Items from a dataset
┌──
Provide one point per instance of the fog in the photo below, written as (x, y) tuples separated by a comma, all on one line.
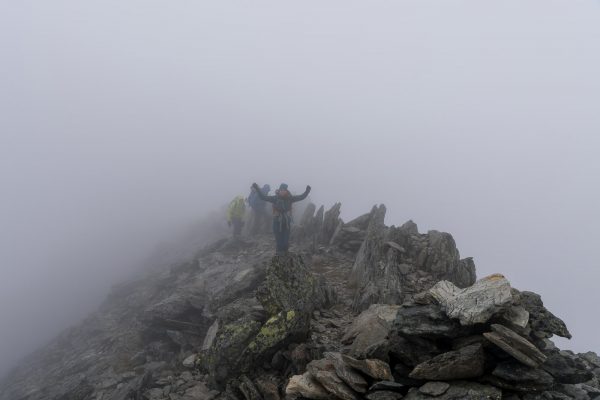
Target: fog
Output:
[(123, 123)]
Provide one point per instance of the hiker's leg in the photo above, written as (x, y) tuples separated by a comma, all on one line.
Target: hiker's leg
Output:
[(277, 233), (285, 238)]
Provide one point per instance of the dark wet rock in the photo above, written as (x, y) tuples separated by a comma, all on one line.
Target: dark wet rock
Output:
[(307, 386), (387, 385), (515, 345), (412, 350), (288, 285), (347, 374), (542, 320), (324, 371), (467, 362), (376, 369), (475, 304), (522, 377), (460, 390), (248, 389), (384, 395), (428, 321), (434, 388), (368, 334), (331, 221), (567, 369)]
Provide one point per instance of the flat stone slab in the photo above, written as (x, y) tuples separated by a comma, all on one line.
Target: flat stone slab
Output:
[(515, 345)]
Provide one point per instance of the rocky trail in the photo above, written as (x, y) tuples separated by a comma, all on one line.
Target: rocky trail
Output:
[(357, 310)]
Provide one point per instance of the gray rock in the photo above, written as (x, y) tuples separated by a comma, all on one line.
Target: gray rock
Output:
[(467, 362), (383, 395), (460, 390), (434, 388), (475, 304), (567, 369), (347, 374), (324, 371), (522, 377), (387, 385), (307, 386), (376, 369), (541, 320), (428, 321), (515, 345), (369, 332)]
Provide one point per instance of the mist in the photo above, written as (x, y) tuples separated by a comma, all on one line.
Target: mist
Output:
[(125, 123)]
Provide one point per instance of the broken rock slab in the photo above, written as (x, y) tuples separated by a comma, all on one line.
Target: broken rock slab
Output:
[(324, 371), (307, 386), (515, 345), (374, 368), (475, 304), (466, 362)]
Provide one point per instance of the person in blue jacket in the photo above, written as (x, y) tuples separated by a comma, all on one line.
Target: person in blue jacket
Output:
[(260, 216), (282, 213)]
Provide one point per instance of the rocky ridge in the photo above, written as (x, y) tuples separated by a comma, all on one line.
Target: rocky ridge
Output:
[(356, 310)]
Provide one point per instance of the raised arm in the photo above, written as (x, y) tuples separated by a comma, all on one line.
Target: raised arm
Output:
[(270, 199), (302, 196)]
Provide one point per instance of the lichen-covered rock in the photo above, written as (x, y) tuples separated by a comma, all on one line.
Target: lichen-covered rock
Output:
[(278, 332), (475, 304), (467, 362), (288, 285)]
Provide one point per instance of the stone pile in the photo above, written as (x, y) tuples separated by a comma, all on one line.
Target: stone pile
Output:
[(486, 341)]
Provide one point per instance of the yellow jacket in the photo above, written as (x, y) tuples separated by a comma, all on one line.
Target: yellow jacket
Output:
[(237, 208)]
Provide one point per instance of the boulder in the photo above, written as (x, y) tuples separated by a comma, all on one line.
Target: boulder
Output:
└──
TASK REQUIREMENTS: Find all lines in the records that hold the word "pile". Copy them.

TASK RESULT:
Provide one point per instance of the stone pile in the photo above, written as (x, y) tuples separated by a comma, all on one line.
Target: stone pile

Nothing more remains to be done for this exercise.